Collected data
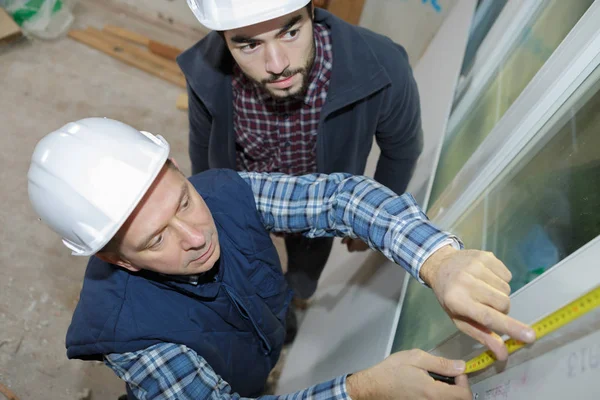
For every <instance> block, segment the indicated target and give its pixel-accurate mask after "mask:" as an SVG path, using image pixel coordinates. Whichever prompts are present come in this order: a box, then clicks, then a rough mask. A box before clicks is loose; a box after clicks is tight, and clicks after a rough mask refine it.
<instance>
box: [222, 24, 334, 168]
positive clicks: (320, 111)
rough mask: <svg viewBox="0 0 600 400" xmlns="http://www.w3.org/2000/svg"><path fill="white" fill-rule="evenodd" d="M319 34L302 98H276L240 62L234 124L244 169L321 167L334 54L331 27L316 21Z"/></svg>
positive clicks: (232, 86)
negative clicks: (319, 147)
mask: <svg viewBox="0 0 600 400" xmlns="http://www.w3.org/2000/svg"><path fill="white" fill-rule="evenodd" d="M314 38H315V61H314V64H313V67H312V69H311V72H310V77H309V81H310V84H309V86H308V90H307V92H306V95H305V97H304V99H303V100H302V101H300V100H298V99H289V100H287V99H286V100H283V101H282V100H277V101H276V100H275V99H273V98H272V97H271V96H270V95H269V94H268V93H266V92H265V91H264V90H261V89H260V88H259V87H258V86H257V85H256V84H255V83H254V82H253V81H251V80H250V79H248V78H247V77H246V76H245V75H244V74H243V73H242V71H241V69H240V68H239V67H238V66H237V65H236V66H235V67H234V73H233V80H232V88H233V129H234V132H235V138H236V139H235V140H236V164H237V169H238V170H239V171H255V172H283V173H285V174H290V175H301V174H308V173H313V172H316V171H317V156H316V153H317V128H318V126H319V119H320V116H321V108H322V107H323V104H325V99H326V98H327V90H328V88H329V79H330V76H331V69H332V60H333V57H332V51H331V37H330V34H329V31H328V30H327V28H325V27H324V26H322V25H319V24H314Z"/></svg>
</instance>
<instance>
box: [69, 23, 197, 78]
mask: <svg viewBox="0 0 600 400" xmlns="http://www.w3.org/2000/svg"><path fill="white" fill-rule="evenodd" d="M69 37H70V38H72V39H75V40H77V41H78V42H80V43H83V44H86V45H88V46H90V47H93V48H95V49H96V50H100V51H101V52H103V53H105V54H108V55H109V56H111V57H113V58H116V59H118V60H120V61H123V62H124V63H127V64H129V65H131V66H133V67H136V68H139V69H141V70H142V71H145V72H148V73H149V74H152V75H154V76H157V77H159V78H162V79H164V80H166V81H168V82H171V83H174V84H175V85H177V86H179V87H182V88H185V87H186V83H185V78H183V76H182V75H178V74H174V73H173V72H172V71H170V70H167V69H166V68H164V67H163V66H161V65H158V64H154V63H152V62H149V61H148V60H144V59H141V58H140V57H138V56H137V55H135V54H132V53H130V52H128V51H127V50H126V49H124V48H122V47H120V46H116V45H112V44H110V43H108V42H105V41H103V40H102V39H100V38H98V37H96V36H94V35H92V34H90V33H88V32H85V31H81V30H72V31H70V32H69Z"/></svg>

ABOUT THIS TASK
Reproduce the data above line for line, excluding every picture.

EXERCISE SOLUTION
For every <instance> block, segment the indicated target and give its pixel-accurate mask after "mask:" as an SVG path, using image pixel coordinates. Whichever prompts are present come in this order: a box, then clicks, then a rough mask. A box before clicks is loose; a box after clicks is tight, and clicks after a rough mask refine it.
<instance>
box: [222, 24, 334, 168]
positive clicks: (320, 111)
rough mask: <svg viewBox="0 0 600 400" xmlns="http://www.w3.org/2000/svg"><path fill="white" fill-rule="evenodd" d="M319 34L302 98H276L240 62L234 124L244 169L321 167L334 54L331 27L316 21Z"/></svg>
positive clicks: (232, 86)
negative clicks: (319, 147)
mask: <svg viewBox="0 0 600 400" xmlns="http://www.w3.org/2000/svg"><path fill="white" fill-rule="evenodd" d="M314 38H315V61H314V64H313V67H312V69H311V72H310V77H309V81H310V84H309V86H308V90H307V92H306V95H305V97H304V99H303V100H302V101H300V100H298V99H289V100H287V99H286V100H283V101H282V100H277V101H276V100H275V99H273V98H272V97H271V96H270V95H269V94H268V93H266V92H265V91H264V90H261V89H260V88H259V87H258V86H257V85H256V84H255V83H254V82H253V81H251V80H250V79H248V78H247V77H246V76H245V75H244V74H243V73H242V71H241V69H240V68H239V67H238V66H237V65H236V66H235V67H234V73H233V80H232V88H233V129H234V132H235V138H236V139H235V140H236V164H237V169H238V170H239V171H255V172H283V173H285V174H290V175H301V174H308V173H313V172H316V171H317V156H316V153H317V128H318V126H319V119H320V116H321V108H322V107H323V104H325V99H326V98H327V90H328V88H329V79H330V76H331V69H332V60H333V57H332V51H331V37H330V34H329V31H328V30H327V28H325V27H324V26H322V25H319V24H314Z"/></svg>
</instance>
<instance>
box: [69, 23, 197, 78]
mask: <svg viewBox="0 0 600 400" xmlns="http://www.w3.org/2000/svg"><path fill="white" fill-rule="evenodd" d="M69 37H70V38H72V39H75V40H77V41H78V42H80V43H83V44H86V45H88V46H90V47H93V48H95V49H96V50H100V51H101V52H103V53H105V54H108V55H109V56H111V57H113V58H116V59H118V60H120V61H123V62H124V63H127V64H129V65H131V66H133V67H136V68H139V69H141V70H142V71H145V72H148V73H149V74H152V75H154V76H157V77H159V78H162V79H164V80H166V81H168V82H171V83H174V84H175V85H177V86H179V87H182V88H185V87H186V83H185V78H183V76H182V75H178V74H174V73H173V72H172V71H170V70H167V69H166V68H164V67H163V66H161V65H158V64H154V63H152V62H149V61H148V60H144V59H141V58H140V57H138V56H137V55H135V54H132V53H130V52H128V51H127V50H126V49H124V48H122V47H120V46H116V45H112V44H110V43H108V42H105V41H103V40H102V39H100V38H98V37H96V36H94V35H92V34H90V33H88V32H85V31H81V30H72V31H70V32H69Z"/></svg>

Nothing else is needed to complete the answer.